Exercises to complete:
• 1. From the text on soda straws, list every type of mineral formation it names other than the soda straw itself and its other names.
• 2. Print everything from "A soda straw (or" down to "formed on rock." in the text on soda straws.
(Excerpt to read)
A soda straw (or simply straw) is a speleothem in the form of a hollow mineral cylindrical tube. They are also known as tubular stalactites. Soda straws grow in places where water leaches slowly through cracks in rock, such as on the roofs of caves. Soda straws in caves rarely grow more than a few millimetres per year and may average one tenth of a millimetre per year. A soda straw can turn into a stalactite if the hole at the bottom is blocked, or if the water begins flowing on the outside surface of the hollow tube. Soda straws can also form outside the cave environment on exposed concrete surfaces as a type of calthemite, growing significantly faster than those formed on rock.

== Formation ==
These tubes form when calcium carbonate or calcium sulfate dissolved in the water comes out of solution and is deposited. In soda straws, as each drop hovers at the tip, it deposits a ring of mineral at its edge. It then falls and a new drop takes its place. Each successive drop of water deposits a little more mineral before falling, and eventually a tube is built up. Stalagmites or flowstone may form where the water drops hit the cave floor.
(End Excerpt to read)
(Provided material)
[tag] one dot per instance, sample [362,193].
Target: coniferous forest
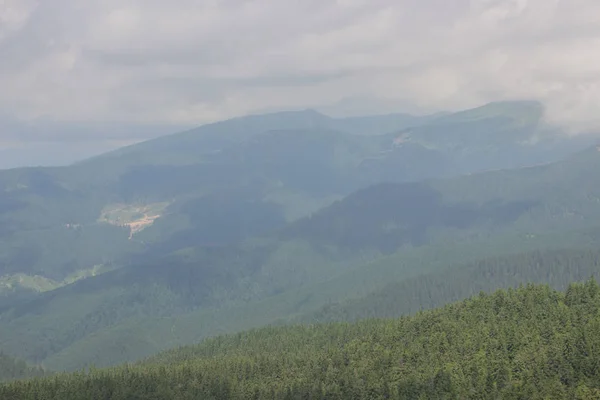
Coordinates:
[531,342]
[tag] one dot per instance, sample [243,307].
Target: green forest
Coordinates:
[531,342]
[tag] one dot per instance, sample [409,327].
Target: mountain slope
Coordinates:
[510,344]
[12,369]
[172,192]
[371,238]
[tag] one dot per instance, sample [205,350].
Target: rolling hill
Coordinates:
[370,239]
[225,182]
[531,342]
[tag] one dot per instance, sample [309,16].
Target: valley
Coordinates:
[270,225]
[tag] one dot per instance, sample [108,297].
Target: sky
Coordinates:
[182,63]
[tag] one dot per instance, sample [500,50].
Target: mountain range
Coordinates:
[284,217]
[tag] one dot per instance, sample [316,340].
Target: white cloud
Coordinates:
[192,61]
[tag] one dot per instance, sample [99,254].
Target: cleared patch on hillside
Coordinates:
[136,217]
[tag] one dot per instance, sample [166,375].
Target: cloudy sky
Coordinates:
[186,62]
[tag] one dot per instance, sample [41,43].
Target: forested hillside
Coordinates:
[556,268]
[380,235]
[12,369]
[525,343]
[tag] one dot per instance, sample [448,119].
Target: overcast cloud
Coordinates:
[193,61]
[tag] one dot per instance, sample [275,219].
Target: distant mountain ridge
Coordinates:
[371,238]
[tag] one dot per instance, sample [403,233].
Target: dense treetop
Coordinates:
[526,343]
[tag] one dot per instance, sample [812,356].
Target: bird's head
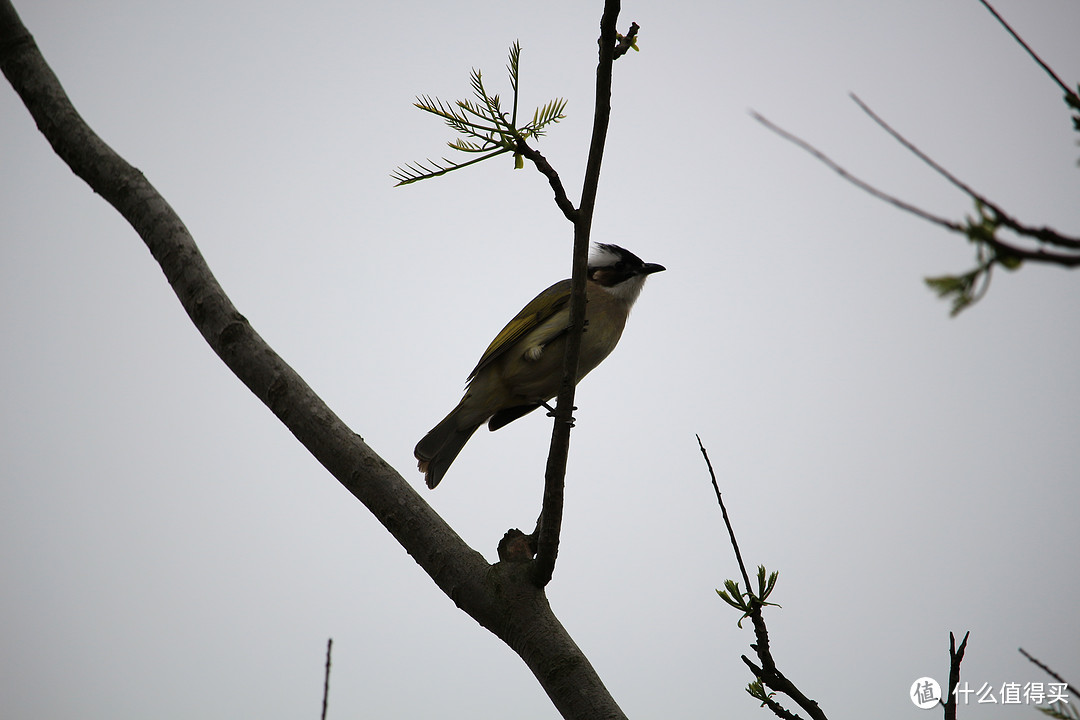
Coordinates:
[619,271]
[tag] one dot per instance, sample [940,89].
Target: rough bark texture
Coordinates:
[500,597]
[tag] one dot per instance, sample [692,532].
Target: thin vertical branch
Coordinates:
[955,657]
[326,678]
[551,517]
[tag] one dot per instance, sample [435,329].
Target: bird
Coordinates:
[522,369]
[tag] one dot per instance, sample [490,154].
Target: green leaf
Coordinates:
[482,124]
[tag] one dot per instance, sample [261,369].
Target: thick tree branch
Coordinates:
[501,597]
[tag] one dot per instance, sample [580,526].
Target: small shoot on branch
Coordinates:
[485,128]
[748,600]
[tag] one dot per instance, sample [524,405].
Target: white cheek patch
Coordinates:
(End Provided material)
Answers by item number:
• 1. Stalactite, calthemite, stalagmites, flowstone

• 2.
A soda straw (or simply straw) is a speleothem in the form of a hollow mineral cylindrical tube. They are also known as tubular stalactites. Soda straws grow in places where water leaches slowly through cracks in rock, such as on the roofs of caves. Soda straws in caves rarely grow more than a few millimetres per year and may average one tenth of a millimetre per year. A soda straw can turn into a stalactite if the hole at the bottom is blocked, or if the water begins flowing on the outside surface of the hollow tube. Soda straws can also form outside the cave environment on exposed concrete surfaces as a type of calthemite, growing significantly faster than those formed on rock.